## INSTRUCTION
Can you reproduce the rows below verbatim, with every line and character unchanged?

#####

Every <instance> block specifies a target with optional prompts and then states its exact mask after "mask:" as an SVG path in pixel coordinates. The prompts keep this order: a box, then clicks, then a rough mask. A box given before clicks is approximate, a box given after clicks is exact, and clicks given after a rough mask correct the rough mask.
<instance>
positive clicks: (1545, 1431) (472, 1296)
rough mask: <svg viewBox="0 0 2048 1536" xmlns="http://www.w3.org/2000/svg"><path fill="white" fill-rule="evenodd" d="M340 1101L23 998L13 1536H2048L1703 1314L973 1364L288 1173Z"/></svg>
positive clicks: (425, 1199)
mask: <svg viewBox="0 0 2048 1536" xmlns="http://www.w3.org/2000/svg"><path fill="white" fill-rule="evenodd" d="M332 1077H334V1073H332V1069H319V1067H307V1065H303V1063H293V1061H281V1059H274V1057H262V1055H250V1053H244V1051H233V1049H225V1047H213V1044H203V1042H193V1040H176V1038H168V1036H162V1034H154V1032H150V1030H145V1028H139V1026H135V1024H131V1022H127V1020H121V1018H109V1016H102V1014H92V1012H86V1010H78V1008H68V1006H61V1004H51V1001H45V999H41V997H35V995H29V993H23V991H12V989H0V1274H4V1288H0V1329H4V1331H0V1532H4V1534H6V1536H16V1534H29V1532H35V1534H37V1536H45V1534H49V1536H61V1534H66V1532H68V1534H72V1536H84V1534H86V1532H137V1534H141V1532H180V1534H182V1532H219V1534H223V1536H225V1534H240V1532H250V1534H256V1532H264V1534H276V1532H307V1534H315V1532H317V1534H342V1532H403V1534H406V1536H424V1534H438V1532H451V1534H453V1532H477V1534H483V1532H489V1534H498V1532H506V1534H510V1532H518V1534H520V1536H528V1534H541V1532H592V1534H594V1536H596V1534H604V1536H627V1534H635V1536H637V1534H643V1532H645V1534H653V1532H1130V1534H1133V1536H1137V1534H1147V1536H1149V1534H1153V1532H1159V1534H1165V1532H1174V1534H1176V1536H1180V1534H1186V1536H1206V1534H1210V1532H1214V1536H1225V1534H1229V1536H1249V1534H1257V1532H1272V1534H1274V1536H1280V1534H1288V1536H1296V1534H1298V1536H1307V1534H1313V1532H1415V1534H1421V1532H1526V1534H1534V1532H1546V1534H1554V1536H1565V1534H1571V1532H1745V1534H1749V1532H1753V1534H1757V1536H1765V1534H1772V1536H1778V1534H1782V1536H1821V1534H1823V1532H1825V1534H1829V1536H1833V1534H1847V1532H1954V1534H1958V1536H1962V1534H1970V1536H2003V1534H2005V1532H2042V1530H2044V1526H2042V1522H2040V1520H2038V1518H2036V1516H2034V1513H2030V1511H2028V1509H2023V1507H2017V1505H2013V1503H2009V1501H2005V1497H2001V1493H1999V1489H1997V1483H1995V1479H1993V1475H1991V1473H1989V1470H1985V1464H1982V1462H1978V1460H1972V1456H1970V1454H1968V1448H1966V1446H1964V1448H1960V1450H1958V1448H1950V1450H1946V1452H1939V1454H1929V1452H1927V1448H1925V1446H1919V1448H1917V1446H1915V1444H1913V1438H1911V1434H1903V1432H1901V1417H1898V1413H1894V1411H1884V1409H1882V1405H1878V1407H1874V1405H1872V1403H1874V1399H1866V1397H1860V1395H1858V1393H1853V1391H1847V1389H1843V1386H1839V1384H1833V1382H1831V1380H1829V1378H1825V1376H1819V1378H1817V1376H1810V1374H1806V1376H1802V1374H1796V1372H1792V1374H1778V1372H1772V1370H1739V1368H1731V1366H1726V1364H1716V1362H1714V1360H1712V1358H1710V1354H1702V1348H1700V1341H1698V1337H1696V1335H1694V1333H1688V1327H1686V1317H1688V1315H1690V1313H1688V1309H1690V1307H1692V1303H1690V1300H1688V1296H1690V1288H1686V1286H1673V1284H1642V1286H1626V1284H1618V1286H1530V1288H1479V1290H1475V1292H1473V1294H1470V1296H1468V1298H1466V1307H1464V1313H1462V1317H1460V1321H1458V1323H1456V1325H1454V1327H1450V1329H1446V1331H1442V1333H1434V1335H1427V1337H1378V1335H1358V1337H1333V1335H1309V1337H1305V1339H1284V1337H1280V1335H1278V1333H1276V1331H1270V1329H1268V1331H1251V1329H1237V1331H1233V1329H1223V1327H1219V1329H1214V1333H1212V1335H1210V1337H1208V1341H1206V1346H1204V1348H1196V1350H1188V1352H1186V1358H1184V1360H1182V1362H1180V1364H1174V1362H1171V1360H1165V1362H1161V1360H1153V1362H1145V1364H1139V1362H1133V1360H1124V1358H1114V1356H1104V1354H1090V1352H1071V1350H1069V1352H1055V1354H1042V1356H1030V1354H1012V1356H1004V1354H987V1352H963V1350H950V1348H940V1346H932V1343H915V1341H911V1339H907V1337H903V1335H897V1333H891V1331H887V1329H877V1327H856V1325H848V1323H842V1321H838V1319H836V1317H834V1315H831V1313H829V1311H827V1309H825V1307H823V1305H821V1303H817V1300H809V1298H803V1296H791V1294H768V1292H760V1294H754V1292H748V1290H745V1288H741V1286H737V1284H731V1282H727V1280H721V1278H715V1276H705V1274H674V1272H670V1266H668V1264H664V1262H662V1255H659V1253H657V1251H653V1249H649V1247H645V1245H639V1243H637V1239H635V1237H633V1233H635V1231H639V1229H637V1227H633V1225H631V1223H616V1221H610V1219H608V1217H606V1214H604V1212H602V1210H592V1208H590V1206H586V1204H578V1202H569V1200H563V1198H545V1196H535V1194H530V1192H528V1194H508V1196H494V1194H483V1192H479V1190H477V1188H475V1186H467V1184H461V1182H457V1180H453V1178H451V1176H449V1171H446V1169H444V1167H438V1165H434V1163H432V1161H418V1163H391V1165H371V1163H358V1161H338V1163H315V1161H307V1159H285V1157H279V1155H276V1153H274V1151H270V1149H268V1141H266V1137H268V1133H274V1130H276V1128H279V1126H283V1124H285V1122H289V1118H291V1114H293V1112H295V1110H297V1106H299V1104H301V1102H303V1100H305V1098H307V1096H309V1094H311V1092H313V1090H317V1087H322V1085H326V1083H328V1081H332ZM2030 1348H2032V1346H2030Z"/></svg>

#####

## EXERCISE ANSWER
Every <instance> block specifies a target with optional prompts and then states its exact mask after "mask:" as an SVG path in pixel coordinates. The prompts keep this order: a box, then clicks, then a rough mask. A box given before clicks is approximate, a box given after clicks is exact, and clicks given after a rough mask correct the rough mask.
<instance>
positive clicks: (1545, 1431) (472, 1296)
rough mask: <svg viewBox="0 0 2048 1536" xmlns="http://www.w3.org/2000/svg"><path fill="white" fill-rule="evenodd" d="M340 1101L23 998L13 1536H2048L1703 1314L973 1364L288 1173Z"/></svg>
positive clicks: (425, 1199)
mask: <svg viewBox="0 0 2048 1536" xmlns="http://www.w3.org/2000/svg"><path fill="white" fill-rule="evenodd" d="M332 1077H334V1073H332V1069H319V1067H307V1065H303V1063H293V1061H281V1059H274V1057H262V1055H250V1053H244V1051H233V1049H225V1047H213V1044H203V1042H193V1040H176V1038H168V1036H162V1034H154V1032H150V1030H145V1028H139V1026H135V1024H131V1022H127V1020H121V1018H109V1016H102V1014H92V1012H86V1010H78V1008H68V1006H61V1004H51V1001H45V999H41V997H35V995H29V993H23V991H12V989H0V1274H4V1288H0V1329H4V1331H0V1532H4V1534H6V1536H16V1534H29V1532H35V1534H37V1536H45V1534H49V1536H61V1534H66V1532H68V1534H72V1536H84V1534H86V1532H137V1534H141V1532H180V1534H182V1532H219V1534H223V1536H225V1534H240V1532H250V1534H256V1532H264V1534H276V1532H307V1534H315V1532H317V1534H342V1532H403V1534H406V1536H424V1534H438V1532H451V1534H453V1532H477V1534H483V1532H489V1534H498V1532H506V1534H510V1532H518V1534H520V1536H528V1534H541V1532H592V1534H594V1536H596V1534H604V1536H627V1534H635V1536H637V1534H643V1532H645V1534H653V1532H1130V1534H1133V1536H1137V1534H1147V1536H1149V1534H1153V1532H1159V1534H1165V1532H1174V1534H1176V1536H1180V1534H1186V1536H1206V1534H1210V1532H1214V1536H1225V1534H1229V1536H1249V1534H1257V1532H1272V1534H1274V1536H1280V1534H1288V1536H1296V1534H1298V1536H1307V1534H1313V1532H1415V1534H1421V1532H1526V1534H1534V1532H1546V1534H1554V1536H1565V1534H1571V1532H1745V1534H1749V1532H1753V1534H1757V1536H1765V1534H1772V1536H1778V1534H1782V1536H1821V1534H1823V1532H1825V1534H1829V1536H1833V1534H1847V1532H1954V1534H1958V1536H1962V1534H1970V1536H2003V1534H2005V1532H2042V1530H2044V1526H2042V1522H2040V1520H2038V1518H2036V1516H2034V1513H2030V1511H2028V1509H2023V1507H2017V1505H2013V1503H2009V1501H2005V1497H2001V1493H1999V1489H1997V1483H1995V1479H1993V1475H1991V1473H1989V1470H1985V1464H1982V1462H1978V1460H1972V1456H1970V1454H1968V1448H1966V1446H1964V1448H1960V1450H1958V1448H1950V1450H1946V1452H1939V1454H1929V1452H1927V1448H1925V1446H1919V1448H1917V1446H1915V1444H1913V1438H1911V1434H1903V1432H1901V1417H1898V1413H1894V1411H1884V1409H1882V1405H1878V1407H1874V1405H1872V1403H1874V1399H1866V1397H1860V1395H1858V1393H1853V1391H1847V1389H1843V1386H1839V1384H1833V1382H1831V1380H1829V1378H1825V1376H1819V1378H1817V1376H1810V1374H1806V1376H1802V1374H1796V1372H1792V1374H1778V1372H1772V1370H1739V1368H1731V1366H1726V1364H1716V1362H1714V1360H1712V1358H1710V1354H1702V1348H1700V1341H1698V1337H1696V1335H1694V1333H1688V1327H1686V1317H1688V1315H1690V1313H1688V1309H1690V1307H1692V1303H1690V1300H1688V1296H1690V1288H1686V1286H1673V1284H1642V1286H1626V1284H1618V1286H1530V1288H1479V1290H1475V1292H1473V1294H1470V1296H1468V1298H1466V1307H1464V1313H1462V1317H1460V1321H1458V1323H1456V1325H1454V1327H1450V1329H1446V1331H1442V1333H1434V1335H1427V1337H1378V1335H1358V1337H1333V1335H1309V1337H1305V1339H1284V1337H1280V1335H1278V1333H1276V1331H1270V1329H1268V1331H1251V1329H1237V1331H1233V1329H1223V1327H1219V1329H1214V1333H1212V1335H1210V1337H1208V1341H1206V1346H1204V1348H1196V1350H1188V1352H1186V1358H1184V1360H1182V1362H1180V1364H1174V1362H1171V1360H1165V1362H1161V1360H1153V1362H1145V1364H1139V1362H1133V1360H1124V1358H1114V1356H1104V1354H1090V1352H1071V1350H1069V1352H1055V1354H1042V1356H1030V1354H1012V1356H1004V1354H987V1352H963V1350H950V1348H940V1346H932V1343H915V1341H911V1339H907V1337H903V1335H897V1333H891V1331H887V1329H877V1327H856V1325H848V1323H842V1321H838V1319H836V1317H834V1315H831V1313H829V1311H827V1309H825V1307H823V1305H821V1303H817V1300H809V1298H803V1296H791V1294H768V1292H760V1294H754V1292H748V1290H745V1288H741V1286H737V1284H731V1282H727V1280H721V1278H715V1276H705V1274H674V1272H670V1266H668V1264H664V1262H662V1255H659V1253H657V1251H653V1249H649V1247H645V1245H639V1243H637V1239H635V1237H633V1233H635V1231H639V1229H637V1227H633V1225H631V1223H616V1221H610V1219H608V1217H606V1214H604V1212H602V1210H592V1208H590V1206H586V1204H578V1202H569V1200H563V1198H545V1196H535V1194H530V1192H528V1194H508V1196H494V1194H483V1192H479V1190H477V1188H475V1186H467V1184H461V1182H457V1180H453V1178H451V1176H449V1171H446V1169H444V1167H438V1165H434V1163H432V1161H418V1163H391V1165H371V1163H358V1161H338V1163H315V1161H307V1159H285V1157H279V1155H276V1153H274V1151H270V1149H268V1141H266V1137H268V1133H274V1130H276V1128H279V1126H283V1124H285V1122H289V1118H291V1114H293V1112H295V1110H297V1106H299V1104H301V1102H303V1100H305V1098H307V1096H309V1094H311V1092H313V1090H317V1087H322V1085H326V1083H328V1081H332ZM2030 1348H2032V1346H2030Z"/></svg>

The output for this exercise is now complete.